▶ [Exercise passage]
----------

Traders and shoppers have been reacting to unwelcome news of an upcoming ban on trade in live poultry in China.
For one housemaker in Jingdezhen in Jiangxi province, it will mean a 40-minute bus journey to obtain the fresh duck she wants. Up until recently, she was able to buy her poultry from a nearby market, reports Bloomberg. There, the bird she selected was slaughtered for her.
As for many consumers in Asia, freshness is a key attribute when purchasing meat, according to a poultry trader in the same city. She told Bloomberg that past outbreaks of avian influenza in poultry have closed live bird trading at wet markets temporarily in the past — once for as long as six months. However, a recent announcement of an end to live markets is unwelcome news. It will likely bring to an end her 20-year business as a poultry trader.
End to live poultry trade
Earlier this month, the State Administration for Market Regulations announced the imminent intensification of efforts in epidemic control and prevention. Underpinning the new measures is evidence that markets selling agriculture and aquaculture products may have been centers for the spread of coronavirus (COVID-19).
First targets for this greater scrutiny will be wholesale food markets, reported China Daily.
As well as stepping up efforts to fight the illegal trade of wild animals, and to ban eating such animals, greater restrictions will be applied to poultry traders. Trade and slaughter of live poultry will be subjected to greater controls, including more record-keeping to ensure all products are traceable.

----------

▶ [Material provided]

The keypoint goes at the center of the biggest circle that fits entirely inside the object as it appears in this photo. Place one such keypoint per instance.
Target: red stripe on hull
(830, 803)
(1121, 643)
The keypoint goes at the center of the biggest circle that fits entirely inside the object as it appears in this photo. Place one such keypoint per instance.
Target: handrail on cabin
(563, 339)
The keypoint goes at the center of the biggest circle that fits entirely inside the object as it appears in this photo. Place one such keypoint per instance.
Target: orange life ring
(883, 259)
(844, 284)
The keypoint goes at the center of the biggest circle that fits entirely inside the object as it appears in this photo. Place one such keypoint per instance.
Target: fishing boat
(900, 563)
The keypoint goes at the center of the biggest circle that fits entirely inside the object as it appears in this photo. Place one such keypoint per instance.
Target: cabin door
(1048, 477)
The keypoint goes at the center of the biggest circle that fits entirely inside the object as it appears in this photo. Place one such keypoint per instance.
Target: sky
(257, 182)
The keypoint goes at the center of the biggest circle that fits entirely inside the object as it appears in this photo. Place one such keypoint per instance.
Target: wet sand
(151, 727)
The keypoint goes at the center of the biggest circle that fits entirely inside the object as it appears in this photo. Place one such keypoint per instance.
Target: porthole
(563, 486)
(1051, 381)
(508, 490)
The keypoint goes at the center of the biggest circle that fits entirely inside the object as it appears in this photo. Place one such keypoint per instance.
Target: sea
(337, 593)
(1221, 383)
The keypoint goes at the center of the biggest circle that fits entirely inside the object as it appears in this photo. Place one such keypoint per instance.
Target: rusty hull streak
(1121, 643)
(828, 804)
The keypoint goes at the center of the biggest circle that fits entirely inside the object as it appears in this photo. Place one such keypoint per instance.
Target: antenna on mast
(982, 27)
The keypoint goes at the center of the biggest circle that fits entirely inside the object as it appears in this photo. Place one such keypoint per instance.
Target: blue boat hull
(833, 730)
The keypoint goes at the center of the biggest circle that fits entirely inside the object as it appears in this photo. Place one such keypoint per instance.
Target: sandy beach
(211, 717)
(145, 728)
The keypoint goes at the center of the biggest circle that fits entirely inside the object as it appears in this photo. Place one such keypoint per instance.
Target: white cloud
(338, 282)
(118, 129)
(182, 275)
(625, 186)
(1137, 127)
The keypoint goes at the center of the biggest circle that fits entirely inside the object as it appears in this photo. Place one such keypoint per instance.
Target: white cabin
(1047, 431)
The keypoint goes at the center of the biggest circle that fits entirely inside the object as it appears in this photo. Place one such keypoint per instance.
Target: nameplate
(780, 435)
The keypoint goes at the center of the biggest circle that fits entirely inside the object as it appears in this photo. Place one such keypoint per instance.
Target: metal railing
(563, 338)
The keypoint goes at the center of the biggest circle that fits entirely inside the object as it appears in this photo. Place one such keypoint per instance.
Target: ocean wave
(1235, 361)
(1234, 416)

----------

▶ [Explore the material]
a. In the poultry ban article, what was the longest period for which past avian influenza outbreaks closed live bird trading at wet markets?
b. Transcribe the stretch of the poultry ban article from "End to live poultry" through "of coronavirus (COVID-19).".

▶ [Responses per task]
a. As long as six months.

b.
End to live poultry trade
Earlier this month, the State Administration for Market Regulations announced the imminent intensification of efforts in epidemic control and prevention. Underpinning the new measures is evidence that markets selling agriculture and aquaculture products may have been centers for the spread of coronavirus (COVID-19).